Exercise goal: Turn the data below into a numbered list, one line per entry, dropping any blank lines. Leave the pictures out of your answer.

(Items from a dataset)
====
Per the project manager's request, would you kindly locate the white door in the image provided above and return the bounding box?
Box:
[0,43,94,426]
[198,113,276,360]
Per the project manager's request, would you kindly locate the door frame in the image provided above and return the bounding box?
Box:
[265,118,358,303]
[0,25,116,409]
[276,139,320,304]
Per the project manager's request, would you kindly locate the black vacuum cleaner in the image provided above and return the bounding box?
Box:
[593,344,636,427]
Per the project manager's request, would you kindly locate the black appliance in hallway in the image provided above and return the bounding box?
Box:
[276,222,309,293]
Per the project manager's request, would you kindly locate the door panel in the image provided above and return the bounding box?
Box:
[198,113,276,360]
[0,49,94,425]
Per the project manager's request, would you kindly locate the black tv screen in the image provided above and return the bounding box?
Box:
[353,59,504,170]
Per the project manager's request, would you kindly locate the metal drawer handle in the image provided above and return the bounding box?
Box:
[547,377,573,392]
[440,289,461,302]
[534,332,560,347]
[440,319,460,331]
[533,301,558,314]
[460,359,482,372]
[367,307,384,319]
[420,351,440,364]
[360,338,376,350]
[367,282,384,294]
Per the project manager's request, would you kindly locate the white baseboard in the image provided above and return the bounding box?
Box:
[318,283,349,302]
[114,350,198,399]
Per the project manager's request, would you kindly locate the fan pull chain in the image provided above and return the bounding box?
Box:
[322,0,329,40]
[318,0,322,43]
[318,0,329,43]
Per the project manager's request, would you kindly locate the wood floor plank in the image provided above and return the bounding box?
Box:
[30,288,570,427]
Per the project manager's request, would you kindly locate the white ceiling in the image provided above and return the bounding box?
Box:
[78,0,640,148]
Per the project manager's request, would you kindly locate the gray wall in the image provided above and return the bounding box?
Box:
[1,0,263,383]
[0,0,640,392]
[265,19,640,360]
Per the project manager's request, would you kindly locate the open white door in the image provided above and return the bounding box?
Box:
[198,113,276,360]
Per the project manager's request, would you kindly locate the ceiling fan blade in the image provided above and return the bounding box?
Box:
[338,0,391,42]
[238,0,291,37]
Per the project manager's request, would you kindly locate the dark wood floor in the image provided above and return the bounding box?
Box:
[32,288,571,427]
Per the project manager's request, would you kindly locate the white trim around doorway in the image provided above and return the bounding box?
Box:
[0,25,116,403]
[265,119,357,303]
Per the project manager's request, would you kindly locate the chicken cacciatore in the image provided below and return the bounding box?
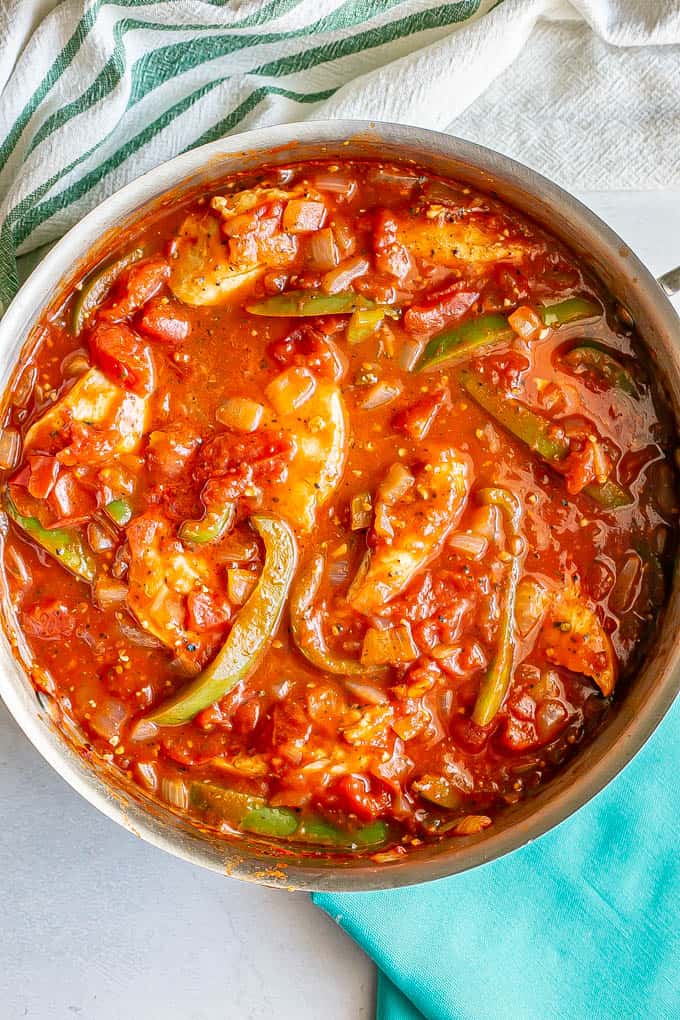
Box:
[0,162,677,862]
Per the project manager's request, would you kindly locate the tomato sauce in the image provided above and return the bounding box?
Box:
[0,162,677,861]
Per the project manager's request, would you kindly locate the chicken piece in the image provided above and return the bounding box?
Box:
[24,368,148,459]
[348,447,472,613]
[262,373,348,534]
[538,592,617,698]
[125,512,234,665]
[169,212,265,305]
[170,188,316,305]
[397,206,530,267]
====
Expected answer:
1. Per the project manager's request, would you kindly locate the white door in the image provided above and return the bounding box?
2. Box:
3. [0,43,94,426]
4. [198,113,276,360]
5. Per the project manager's request, would you kindly locate the door frame in the image provided above and return the bounding box?
6. Box:
7. [265,118,358,303]
8. [0,25,116,409]
9. [276,139,320,304]
10. Per the project manager's request, would you kindly locate the black vacuum cleaner in the image provided above and return the bounding box?
11. Box:
12. [593,344,636,427]
13. Per the project manager's request, would you kindly locate the black appliance in hallway in the image provided above and return the bounding box?
14. Box:
15. [276,222,309,293]
16. Per the project manager's request, would you kindly locate the door panel in the image provided above and return the bounding box?
17. Box:
18. [198,113,276,360]
19. [0,49,94,425]
20. Per the project manager's request, would you kindly locate the black tv screen in the image provided above and return the bounding box?
21. Box:
22. [353,59,504,170]
23. Per the project manager's request, would you kindly locate the metal drawer handle in the image provided above and return the bounding box?
24. Box:
25. [547,377,573,392]
26. [440,289,461,302]
27. [534,332,560,347]
28. [440,319,460,331]
29. [533,301,558,314]
30. [460,359,482,372]
31. [367,307,384,319]
32. [420,351,440,364]
33. [360,338,376,350]
34. [367,282,384,294]
35. Per the project manager's request, would you kindly locate the white baseboard in the image provided above and return the bounding box?
36. Box:
37. [318,283,349,302]
38. [114,350,198,399]
39. Per the project manager's request, would you kindly locate the fan pull chain in the image provided above and return the bounding box?
40. Box:
41. [322,0,329,40]
42. [318,0,322,43]
43. [318,0,329,43]
44. Per the project manager's request, would you kindly locate the wood floor plank in the image provided above and return the bounding box?
45. Box:
46. [30,288,570,427]
47. Per the project manager's request, would you kindly locate the white ceiling in the image provided above and return the bounding box?
48. Box:
49. [78,0,640,148]
50. Per the project manager's request, would you kindly locate the gray wall in the image provided above and return the bounding box?
51. Box:
52. [1,0,263,383]
53. [0,0,640,392]
54. [265,19,640,360]
55. Per the project manager's request, would you kindly locate the open white door in the image provided above and return the bounding box?
56. Box:
57. [198,113,276,360]
58. Per the project manager's request, would you kindly locate the ceiling fan blade in the image provided above and return the bounding box?
59. Box:
60. [338,0,391,42]
61. [238,0,291,37]
62. Per the project manager's request, would you kindly locate the dark wood floor in the image provided above and return the bounding box?
63. Box:
64. [32,288,571,427]
65. Per the project manager's request, would you kindly locate the white trim around doorway in the image provided above and return the bounding box?
66. Box:
67. [0,25,116,403]
68. [265,119,357,303]
69. Per the project manager's request, would you kindly locate the chicken cacciatore in the image provided below and return the bounding box?
70. Box:
71. [0,162,677,862]
72. Per the project manager's request, would you kindly locate the tomato sauce in the image provided above and return the bounding box?
73. Box:
74. [0,162,677,861]
75. Per the project manager's request, would you kindly locate the chicken piece in the image provided above and return the bounding box?
76. Box:
77. [24,368,148,459]
78. [348,447,472,613]
79. [262,373,348,534]
80. [538,592,617,698]
81. [125,512,234,665]
82. [169,212,265,305]
83. [170,188,316,305]
84. [397,206,530,267]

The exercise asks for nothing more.